**Task inputs**
━━━━━━━━━━━━━━━━
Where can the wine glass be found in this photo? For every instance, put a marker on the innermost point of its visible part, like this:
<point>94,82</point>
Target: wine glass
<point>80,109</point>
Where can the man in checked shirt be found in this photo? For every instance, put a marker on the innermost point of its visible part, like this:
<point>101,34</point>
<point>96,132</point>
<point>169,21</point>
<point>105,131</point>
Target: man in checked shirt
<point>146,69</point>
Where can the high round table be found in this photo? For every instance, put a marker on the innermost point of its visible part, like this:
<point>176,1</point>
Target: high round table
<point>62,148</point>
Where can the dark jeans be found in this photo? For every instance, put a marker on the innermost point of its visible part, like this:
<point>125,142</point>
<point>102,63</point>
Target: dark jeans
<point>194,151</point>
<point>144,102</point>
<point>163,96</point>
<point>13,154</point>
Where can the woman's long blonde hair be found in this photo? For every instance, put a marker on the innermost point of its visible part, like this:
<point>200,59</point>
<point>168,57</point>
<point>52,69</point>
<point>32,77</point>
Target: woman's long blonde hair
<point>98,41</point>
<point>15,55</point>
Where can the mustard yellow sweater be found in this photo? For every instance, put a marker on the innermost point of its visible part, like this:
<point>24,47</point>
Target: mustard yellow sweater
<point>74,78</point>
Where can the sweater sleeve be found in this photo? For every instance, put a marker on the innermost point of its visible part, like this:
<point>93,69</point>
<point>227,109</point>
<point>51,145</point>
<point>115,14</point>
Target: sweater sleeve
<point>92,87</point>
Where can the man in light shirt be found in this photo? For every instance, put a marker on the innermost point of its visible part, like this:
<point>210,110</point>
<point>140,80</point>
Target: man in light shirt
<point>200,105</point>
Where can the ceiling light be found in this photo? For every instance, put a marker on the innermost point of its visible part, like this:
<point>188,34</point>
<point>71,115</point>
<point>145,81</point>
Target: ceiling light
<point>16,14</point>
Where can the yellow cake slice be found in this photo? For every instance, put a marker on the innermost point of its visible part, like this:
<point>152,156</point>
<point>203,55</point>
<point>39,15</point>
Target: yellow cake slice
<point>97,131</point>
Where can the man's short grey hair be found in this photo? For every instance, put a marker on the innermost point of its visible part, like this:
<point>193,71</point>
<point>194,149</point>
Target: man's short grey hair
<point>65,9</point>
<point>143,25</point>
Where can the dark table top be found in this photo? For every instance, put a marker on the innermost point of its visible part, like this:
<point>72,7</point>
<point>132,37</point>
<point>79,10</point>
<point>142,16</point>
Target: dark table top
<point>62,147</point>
━━━━━━━━━━━━━━━━
**Required task**
Reproduce each record exactly, leaving nothing out.

**Correct response**
Where can the wine glass be found in this photo? For every instance, put a marker on the innermost point of its visible part, like this:
<point>94,82</point>
Target: wine glass
<point>80,109</point>
Where can the man in checked shirt be found in this photo? For every instance, put a marker on the innermost point of its visible part, like this:
<point>101,34</point>
<point>96,132</point>
<point>169,21</point>
<point>105,131</point>
Target: man in checked shirt
<point>146,69</point>
Where can the high round table be found in this photo? For every instance, put a marker on the innermost point of its visible part, like this:
<point>176,1</point>
Target: high round table
<point>62,148</point>
Where can the dark jeans be found in this photo? For every instance, put a marker on the innermost point of its visible part, like this:
<point>125,142</point>
<point>102,63</point>
Target: dark jeans
<point>194,151</point>
<point>144,102</point>
<point>163,96</point>
<point>13,154</point>
Where can the woman's long blonde hair be found in this photo? For every instance, put a marker on the innermost point of its visible part, like this:
<point>200,59</point>
<point>168,57</point>
<point>52,69</point>
<point>32,77</point>
Target: woman's long blonde hair
<point>98,41</point>
<point>15,55</point>
Where can the mustard yellow sweater be found in this photo? For every instance, put a marker on the innermost point of its visible part, like this:
<point>24,47</point>
Target: mustard yellow sweater
<point>74,78</point>
Where can the sweater sleeve be found in this photo? For every instance, put a marker on the innermost point of its visible part, like this:
<point>93,69</point>
<point>227,109</point>
<point>51,145</point>
<point>115,14</point>
Target: sweater sleeve
<point>92,87</point>
Where can the man in light shirt be found in this photo? For every instance, put a marker on the innermost point of its visible part, like this:
<point>210,110</point>
<point>140,80</point>
Target: man in light shirt
<point>200,105</point>
Where can the ceiling light be found in this photo? For every instance, put a marker on the innermost point of its visible part, like this:
<point>188,34</point>
<point>71,115</point>
<point>145,81</point>
Target: ceiling light
<point>16,14</point>
Where can the yellow cake slice be found in this photo? For every instance, put a marker on the innermost point of its visible part, like this:
<point>152,156</point>
<point>203,55</point>
<point>39,15</point>
Target: yellow cake slice
<point>97,131</point>
Where can the man's short grey hair be found in this photo? For every instance, put a marker on the innermost point of its visible part, like this:
<point>193,71</point>
<point>194,149</point>
Target: man's short grey hair
<point>65,9</point>
<point>143,25</point>
Where can the dark table top be found in this photo? For every instance, put a marker on the innermost point of its visible part, like this:
<point>72,7</point>
<point>132,37</point>
<point>79,10</point>
<point>142,16</point>
Target: dark table top
<point>62,147</point>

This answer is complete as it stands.